• SOURCE EXCERPT:

Posted by David Desobry 2 weeks, 3 days ago

The current implementation of num_digits() uses a loop with repeated
multiplication, which is inefficient. Furthermore, it takes a signed
integer which leads to undefined behavior when negating INT_MIN.

Since this function is only used for unsigned magnitudes, change it
to num_digits_u32() and convert the interface to take an unsigned int.
This naturally resolves the INT_MIN overflow issue and clarifies the
function's intended use.

Replace the loop with a branchless sequence using inline assembly. By
using the 'sbb' instruction against the carry flag after comparisons,
we eliminate all conditional branches. This provides constant-time
performance and avoids CPU branch misprediction penalties.

Update all existing callers and the function comment to reflect the
new name and the fact that signs are no longer handled.

Signed-off-by: David Desobry <david.desobry@formalgen.com>
---
v5:
 - Changed name to num_digits_u32() and updated all callers to avoid 
   semantic confusion
v4:
 - Switched to branchless inline assembly.
 - Changed function signature to unsigned int.
 - Updated prototype in arch/x86/include/asm/misc.h.

 arch/x86/include/asm/misc.h |  2 +-
 arch/x86/kernel/smpboot.c   |  8 ++++----
 arch/x86/lib/misc.c         | 28 +++++++++++++---------------
 3 files changed, 18 insertions(+), 20 deletions(-)

• DATA LINES:
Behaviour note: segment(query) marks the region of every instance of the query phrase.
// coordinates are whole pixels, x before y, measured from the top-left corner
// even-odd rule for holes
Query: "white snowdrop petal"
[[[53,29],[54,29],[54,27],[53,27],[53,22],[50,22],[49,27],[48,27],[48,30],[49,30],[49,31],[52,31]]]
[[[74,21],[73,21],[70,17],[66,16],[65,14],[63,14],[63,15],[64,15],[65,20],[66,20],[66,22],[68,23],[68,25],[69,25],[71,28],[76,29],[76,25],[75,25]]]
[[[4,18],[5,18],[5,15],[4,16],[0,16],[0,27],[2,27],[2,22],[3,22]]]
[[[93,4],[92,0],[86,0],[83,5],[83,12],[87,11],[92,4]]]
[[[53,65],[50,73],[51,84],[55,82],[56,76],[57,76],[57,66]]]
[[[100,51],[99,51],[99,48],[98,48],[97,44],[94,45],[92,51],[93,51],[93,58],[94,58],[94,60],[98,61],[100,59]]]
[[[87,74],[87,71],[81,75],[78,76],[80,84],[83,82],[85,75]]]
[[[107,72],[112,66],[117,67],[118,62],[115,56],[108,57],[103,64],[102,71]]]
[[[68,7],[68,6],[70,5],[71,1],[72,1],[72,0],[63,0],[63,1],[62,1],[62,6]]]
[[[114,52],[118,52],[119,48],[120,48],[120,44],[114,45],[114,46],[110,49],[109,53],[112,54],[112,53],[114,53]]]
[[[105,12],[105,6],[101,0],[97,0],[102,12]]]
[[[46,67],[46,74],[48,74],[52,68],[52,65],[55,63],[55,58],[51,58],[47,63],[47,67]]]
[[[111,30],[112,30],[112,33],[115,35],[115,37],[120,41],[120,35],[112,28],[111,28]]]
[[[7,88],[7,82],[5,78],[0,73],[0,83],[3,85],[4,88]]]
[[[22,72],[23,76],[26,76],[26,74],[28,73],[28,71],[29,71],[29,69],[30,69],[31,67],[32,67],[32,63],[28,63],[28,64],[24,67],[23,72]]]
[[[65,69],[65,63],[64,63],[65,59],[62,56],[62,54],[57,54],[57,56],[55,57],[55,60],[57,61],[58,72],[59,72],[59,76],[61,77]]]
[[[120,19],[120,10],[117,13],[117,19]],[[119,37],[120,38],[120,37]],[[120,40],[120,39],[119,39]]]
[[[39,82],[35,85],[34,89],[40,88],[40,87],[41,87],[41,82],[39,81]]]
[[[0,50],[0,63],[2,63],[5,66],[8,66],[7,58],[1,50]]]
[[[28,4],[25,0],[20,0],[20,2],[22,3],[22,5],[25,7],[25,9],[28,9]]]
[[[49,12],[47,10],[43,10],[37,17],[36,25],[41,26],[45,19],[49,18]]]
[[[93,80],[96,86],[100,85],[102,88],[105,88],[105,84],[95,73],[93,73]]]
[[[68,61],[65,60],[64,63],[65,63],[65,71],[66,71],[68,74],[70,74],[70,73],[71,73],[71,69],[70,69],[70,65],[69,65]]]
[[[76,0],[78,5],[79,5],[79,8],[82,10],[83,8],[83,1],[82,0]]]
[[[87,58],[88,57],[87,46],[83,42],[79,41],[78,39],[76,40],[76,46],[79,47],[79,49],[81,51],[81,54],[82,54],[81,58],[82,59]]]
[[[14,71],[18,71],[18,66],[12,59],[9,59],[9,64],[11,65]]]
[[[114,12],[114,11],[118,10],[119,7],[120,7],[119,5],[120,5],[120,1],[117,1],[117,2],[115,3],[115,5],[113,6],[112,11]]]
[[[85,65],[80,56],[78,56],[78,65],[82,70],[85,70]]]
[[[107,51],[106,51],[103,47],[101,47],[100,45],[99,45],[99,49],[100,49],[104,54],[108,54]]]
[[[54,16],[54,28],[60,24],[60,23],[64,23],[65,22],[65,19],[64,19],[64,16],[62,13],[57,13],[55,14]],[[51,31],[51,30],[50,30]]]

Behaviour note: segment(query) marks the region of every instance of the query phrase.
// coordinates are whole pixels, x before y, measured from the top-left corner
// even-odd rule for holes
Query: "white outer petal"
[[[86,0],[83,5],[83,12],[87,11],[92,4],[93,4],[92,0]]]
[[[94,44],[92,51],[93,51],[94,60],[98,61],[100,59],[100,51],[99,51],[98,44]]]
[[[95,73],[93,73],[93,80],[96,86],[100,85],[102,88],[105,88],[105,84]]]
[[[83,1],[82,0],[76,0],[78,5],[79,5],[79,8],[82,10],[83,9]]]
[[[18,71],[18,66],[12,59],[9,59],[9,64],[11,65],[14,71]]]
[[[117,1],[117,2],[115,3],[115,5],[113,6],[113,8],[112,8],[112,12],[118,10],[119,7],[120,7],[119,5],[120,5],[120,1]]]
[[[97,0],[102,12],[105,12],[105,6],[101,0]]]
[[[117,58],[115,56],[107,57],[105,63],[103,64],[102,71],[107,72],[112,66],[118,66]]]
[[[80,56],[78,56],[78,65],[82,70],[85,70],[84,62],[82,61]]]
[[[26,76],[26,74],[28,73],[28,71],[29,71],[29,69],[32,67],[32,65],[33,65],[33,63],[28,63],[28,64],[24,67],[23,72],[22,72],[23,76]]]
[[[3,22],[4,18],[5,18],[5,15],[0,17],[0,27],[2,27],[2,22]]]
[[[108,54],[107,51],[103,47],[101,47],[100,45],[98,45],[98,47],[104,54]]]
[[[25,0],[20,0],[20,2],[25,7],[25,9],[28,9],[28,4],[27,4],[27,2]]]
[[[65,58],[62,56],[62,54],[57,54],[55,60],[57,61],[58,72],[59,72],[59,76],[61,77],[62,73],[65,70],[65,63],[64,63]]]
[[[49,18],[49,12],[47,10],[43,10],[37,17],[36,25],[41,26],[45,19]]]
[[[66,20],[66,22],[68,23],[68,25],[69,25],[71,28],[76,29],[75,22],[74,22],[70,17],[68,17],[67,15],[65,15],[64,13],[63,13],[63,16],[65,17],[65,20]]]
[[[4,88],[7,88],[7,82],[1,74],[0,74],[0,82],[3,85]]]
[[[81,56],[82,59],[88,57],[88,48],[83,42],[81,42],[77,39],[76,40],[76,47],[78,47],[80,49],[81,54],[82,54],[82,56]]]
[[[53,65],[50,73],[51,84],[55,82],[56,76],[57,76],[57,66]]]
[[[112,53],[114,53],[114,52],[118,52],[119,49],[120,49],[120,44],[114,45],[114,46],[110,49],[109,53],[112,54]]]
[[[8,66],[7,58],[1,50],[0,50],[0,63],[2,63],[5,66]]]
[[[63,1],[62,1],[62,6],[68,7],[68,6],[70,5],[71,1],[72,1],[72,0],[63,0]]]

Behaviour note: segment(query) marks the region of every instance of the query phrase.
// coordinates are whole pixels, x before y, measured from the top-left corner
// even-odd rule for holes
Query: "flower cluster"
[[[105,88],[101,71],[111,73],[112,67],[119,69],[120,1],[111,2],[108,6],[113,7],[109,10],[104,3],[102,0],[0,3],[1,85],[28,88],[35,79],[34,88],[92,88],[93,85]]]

• EXERCISE TASK 1:
According to the patch description, why does the change replace the loop in num_digits() with inline assembly that uses the 'sbb' instruction? Answer in one to three sentences.
• EXERCISE TASK 2:
Answer these questions from the patch description:
(a) What new name does the function receive?
(b) In which version did the switch to branchless inline assembly happen?
(c) How many files, insertions, and deletions does the change summary report?
The entries aren't needed for these tasks.

• TASK ANSWER 1:
The current loop uses repeated multiplication, which is inefficient. Applying 'sbb' against the carry flag after comparisons removes all conditional branches. This gives constant-time performance and avoids CPU branch misprediction penalties.

• TASK ANSWER 2:
(a) num_digits_u32()
(b) v4
(c) 3 files changed, 18 insertions, 20 deletions